--- Exercise ---
In the blog post below, copy everything from "Tuesday, May 11, 2010" down to "maniacally controversial hypothesis.", substituting "journal" for "magazine".

Tuesday, May 11, 2010

Belting Ford In The Head

A little over a week ago, I picked up a copy of the Institute for Creation Research (ICR) magazine called, Acts & Facts (v. 38, no. 5, May 2009). I was interested in finding out what is being said at the forefront of evangelical culture as regards evolution, that maniacally controversial hypothesis.

The opening article was a letter from the editor, Lawrence E. Ford, called “Time to Tighten Our Belt”. Ford's premise is that religion and politics have strayed from the conservatism of yesteryears. He disparages of the reality that in Texas, the 'buckle' of the Bible Belt, Christians have become more liberal. Ford identifies this drift away from religious and political conservatism as “battles raging against truth,” the antidote to which is to have a “commitment to truth – uncompromising biblical truth.”


And just what are these battles “raging against truth”? First, Ford states that Christians are accepting a diluted worldview that is a result of how scripture is read and interpreted. But that speculation stops with a deferal to Dr. Henry Morris III who has furnished Acts & Facts with an article dealing with the “Conflicts Between Text and Theology”. Morris's ½ page précis of classic Christian hermeneutics does nothing to validate Ford's deferal; it clarifies even less. What Morris's article does do, however, is admit that, “Interpretation places a filter on the words of Scripture so that one can 'rightly divide' (according to one's theology)” [italics mine].

So when Morris's article is taken alongside Ford's concern for the dilution of the biblical worldview in Christian culture today, we are left with two results: the interpretation of scripture is necessarily a free act done by individuals, which warrants liberalism in religion and politics; and, a justification to pick freely which side of the battle one will fight on. For if scriptural interpretation is a free act that every individual can do, then the interpretation that individual accepts may, or may not bolster the cause of evangelicals for or against evolution.

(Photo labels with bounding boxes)
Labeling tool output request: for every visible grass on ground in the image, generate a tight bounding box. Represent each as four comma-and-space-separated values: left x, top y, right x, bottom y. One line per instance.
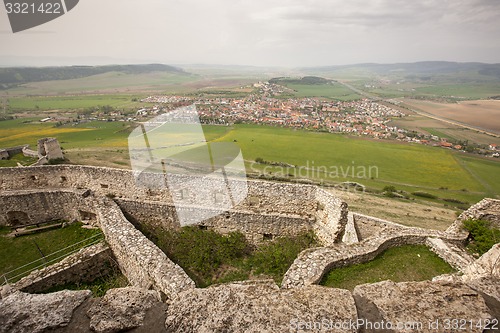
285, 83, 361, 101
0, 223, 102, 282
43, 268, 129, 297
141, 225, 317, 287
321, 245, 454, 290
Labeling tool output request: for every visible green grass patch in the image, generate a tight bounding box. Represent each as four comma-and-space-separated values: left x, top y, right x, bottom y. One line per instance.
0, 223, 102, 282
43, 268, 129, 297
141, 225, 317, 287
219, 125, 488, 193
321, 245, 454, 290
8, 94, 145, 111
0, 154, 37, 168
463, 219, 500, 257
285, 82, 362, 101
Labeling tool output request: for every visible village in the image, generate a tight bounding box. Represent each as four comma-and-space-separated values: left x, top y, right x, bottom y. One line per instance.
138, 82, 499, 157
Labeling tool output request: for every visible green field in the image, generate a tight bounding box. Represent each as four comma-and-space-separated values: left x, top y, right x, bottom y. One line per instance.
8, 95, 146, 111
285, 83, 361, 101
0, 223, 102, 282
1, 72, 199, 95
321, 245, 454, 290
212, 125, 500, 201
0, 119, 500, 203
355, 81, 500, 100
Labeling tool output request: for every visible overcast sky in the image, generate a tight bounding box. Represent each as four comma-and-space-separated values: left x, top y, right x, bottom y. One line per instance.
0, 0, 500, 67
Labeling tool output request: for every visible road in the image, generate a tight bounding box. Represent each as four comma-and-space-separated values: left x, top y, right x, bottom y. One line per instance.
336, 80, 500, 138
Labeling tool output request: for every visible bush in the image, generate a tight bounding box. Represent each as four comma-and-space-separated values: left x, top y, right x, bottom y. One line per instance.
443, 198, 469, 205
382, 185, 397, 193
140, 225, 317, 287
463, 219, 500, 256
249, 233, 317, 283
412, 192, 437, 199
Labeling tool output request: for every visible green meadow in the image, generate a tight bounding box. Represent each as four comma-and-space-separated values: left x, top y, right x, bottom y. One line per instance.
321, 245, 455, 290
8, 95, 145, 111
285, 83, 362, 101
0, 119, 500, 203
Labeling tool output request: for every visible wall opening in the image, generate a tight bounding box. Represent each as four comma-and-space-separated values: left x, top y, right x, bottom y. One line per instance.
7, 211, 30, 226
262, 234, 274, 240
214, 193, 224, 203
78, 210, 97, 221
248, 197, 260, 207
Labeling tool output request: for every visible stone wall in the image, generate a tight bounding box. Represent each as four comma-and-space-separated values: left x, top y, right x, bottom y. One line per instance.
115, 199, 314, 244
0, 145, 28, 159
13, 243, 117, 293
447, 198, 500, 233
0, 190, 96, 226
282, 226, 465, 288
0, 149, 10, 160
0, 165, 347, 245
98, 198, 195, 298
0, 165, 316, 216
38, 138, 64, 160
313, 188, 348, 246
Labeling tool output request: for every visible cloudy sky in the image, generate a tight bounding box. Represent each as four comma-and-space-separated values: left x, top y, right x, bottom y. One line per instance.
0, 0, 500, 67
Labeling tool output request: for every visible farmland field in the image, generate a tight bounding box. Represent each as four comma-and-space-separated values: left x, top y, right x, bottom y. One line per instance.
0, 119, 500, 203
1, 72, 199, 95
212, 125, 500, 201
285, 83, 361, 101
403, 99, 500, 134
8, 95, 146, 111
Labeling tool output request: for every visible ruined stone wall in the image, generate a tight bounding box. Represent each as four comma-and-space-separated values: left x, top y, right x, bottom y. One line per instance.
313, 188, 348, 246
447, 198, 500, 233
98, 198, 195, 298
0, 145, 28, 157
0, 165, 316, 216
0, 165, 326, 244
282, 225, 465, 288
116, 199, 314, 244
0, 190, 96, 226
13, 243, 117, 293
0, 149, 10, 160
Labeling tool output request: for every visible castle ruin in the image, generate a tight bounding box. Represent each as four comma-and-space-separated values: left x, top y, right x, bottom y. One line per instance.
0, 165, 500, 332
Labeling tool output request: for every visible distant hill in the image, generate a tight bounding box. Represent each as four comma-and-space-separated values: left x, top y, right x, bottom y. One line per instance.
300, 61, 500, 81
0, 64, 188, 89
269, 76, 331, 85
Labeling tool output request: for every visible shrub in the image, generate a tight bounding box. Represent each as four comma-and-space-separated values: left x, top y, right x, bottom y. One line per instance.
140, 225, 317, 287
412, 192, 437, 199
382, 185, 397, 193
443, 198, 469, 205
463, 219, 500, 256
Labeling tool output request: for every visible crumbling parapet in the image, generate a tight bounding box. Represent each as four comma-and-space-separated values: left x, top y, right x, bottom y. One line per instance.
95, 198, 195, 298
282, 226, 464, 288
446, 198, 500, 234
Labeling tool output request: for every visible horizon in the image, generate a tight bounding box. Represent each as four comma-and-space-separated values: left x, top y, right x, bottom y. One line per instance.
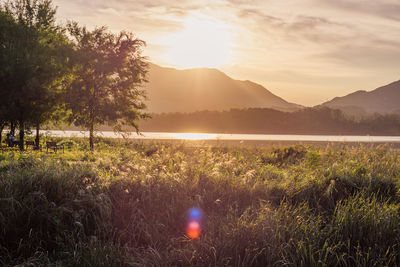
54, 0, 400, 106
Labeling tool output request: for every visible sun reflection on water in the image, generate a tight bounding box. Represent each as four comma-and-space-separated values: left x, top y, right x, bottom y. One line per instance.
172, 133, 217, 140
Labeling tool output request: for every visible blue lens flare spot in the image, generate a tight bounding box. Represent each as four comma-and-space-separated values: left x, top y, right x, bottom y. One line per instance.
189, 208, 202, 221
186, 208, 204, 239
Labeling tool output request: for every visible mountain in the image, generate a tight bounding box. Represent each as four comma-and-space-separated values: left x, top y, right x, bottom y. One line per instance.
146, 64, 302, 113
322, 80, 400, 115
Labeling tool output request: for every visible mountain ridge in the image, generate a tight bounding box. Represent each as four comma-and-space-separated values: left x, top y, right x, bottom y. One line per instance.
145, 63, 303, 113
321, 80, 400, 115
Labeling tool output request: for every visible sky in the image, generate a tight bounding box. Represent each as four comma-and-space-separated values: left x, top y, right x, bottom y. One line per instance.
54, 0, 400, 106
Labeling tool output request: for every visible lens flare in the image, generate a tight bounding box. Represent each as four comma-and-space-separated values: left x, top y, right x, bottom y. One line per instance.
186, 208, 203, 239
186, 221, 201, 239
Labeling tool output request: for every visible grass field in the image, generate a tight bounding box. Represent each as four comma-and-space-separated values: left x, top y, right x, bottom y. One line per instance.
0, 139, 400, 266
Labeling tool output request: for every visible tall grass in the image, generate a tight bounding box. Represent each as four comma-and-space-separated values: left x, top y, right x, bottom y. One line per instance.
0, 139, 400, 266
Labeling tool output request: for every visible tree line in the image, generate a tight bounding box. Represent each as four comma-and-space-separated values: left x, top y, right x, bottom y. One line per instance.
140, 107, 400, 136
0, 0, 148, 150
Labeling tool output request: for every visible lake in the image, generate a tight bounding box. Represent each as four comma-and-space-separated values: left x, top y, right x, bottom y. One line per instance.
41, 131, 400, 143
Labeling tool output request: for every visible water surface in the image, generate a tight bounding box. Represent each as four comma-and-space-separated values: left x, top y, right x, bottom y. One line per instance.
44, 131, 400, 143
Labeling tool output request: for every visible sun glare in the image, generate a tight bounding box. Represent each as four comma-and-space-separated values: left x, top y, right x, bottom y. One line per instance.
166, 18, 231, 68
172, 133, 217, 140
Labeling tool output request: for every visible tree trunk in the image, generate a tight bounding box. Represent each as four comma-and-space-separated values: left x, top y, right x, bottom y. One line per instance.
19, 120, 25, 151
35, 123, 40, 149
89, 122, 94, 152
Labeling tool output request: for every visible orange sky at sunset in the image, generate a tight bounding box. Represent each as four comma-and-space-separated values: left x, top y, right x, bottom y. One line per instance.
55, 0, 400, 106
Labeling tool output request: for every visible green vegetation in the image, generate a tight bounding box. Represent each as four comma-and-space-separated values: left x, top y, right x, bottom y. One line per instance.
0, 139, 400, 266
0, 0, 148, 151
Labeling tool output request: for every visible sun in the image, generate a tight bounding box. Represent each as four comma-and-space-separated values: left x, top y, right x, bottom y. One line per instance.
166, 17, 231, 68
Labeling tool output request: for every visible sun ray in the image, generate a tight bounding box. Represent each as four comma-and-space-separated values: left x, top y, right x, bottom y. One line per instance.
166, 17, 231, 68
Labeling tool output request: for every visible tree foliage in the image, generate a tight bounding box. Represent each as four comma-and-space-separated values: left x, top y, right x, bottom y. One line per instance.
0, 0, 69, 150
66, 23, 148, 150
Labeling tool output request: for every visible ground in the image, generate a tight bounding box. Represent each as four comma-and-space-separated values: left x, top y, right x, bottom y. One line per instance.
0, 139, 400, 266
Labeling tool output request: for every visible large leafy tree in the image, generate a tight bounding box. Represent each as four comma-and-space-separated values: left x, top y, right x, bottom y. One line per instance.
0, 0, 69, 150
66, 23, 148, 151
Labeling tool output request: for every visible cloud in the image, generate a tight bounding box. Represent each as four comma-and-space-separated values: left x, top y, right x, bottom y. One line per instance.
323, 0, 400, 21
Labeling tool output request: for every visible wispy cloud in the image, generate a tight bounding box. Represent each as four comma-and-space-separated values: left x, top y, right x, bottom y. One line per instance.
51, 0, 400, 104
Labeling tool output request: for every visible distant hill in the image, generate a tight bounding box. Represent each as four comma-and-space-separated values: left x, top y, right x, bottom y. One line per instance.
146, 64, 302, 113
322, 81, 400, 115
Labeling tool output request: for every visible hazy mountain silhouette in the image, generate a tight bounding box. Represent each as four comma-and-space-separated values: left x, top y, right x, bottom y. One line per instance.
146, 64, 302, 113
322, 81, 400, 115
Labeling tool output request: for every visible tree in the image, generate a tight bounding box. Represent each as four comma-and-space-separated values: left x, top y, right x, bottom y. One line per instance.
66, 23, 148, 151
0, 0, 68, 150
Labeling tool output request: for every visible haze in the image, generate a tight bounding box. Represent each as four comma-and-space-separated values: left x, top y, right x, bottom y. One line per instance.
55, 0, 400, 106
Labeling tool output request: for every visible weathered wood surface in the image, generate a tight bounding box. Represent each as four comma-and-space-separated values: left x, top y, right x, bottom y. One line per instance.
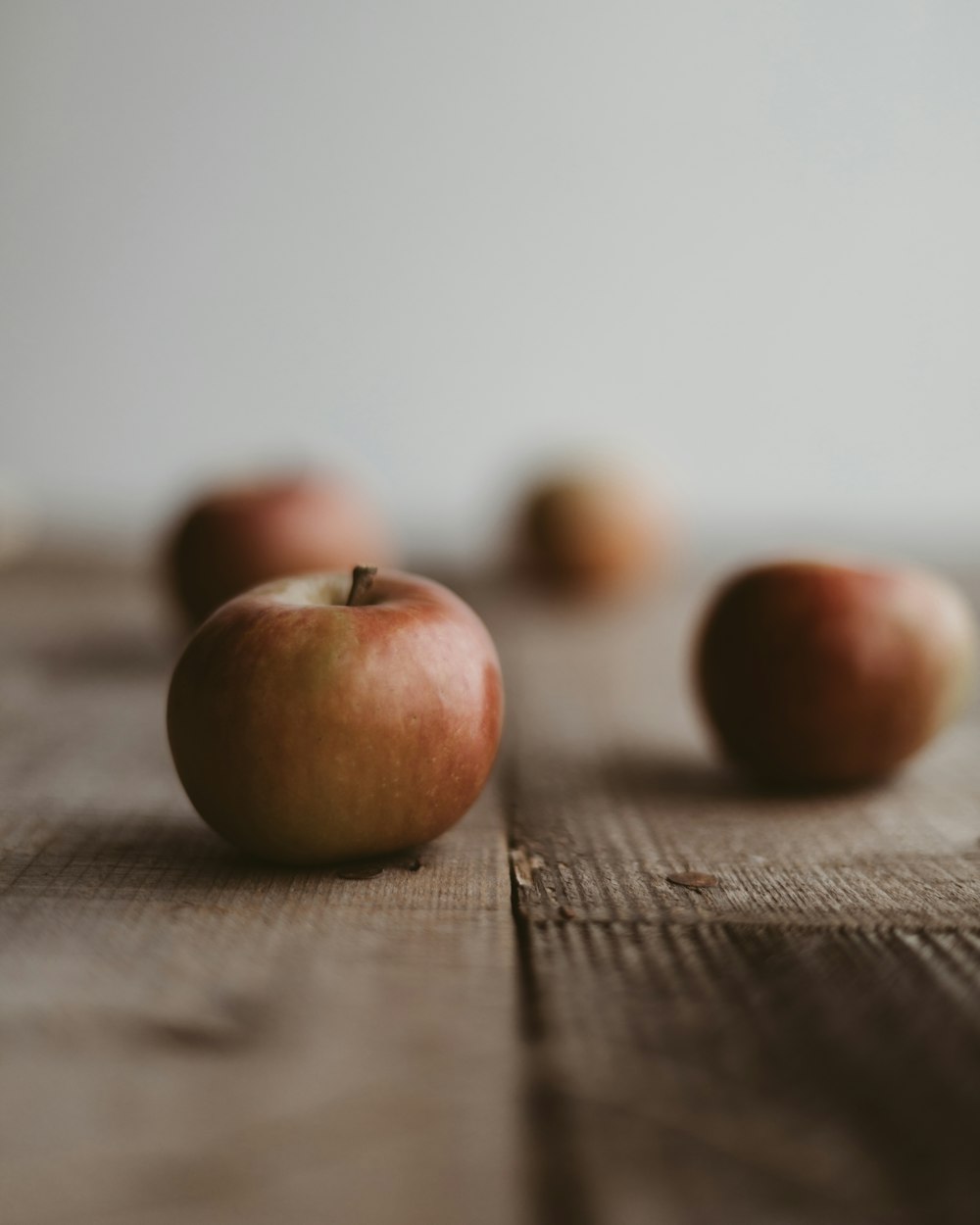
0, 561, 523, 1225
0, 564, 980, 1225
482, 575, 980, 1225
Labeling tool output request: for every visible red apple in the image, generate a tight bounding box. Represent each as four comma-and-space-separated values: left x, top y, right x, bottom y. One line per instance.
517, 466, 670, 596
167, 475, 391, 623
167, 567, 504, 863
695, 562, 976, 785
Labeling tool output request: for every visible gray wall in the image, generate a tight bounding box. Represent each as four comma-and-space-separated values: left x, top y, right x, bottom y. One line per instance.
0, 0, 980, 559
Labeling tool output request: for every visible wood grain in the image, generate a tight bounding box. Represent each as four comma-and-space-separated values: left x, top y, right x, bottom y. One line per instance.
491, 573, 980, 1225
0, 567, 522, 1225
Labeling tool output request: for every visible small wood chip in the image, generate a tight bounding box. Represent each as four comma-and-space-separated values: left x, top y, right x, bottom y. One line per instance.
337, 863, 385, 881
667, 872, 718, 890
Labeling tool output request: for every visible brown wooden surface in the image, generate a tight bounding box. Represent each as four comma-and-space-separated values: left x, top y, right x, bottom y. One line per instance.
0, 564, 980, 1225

--- Written answer ---
Tuesday, May 11, 2010

Belting Ford In The Head

A little over a week ago, I picked up a copy of the Institute for Creation Research (ICR) journal called, Acts & Facts (v. 38, no. 5, May 2009). I was interested in finding out what is being said at the forefront of evangelical culture as regards evolution, that maniacally controversial hypothesis.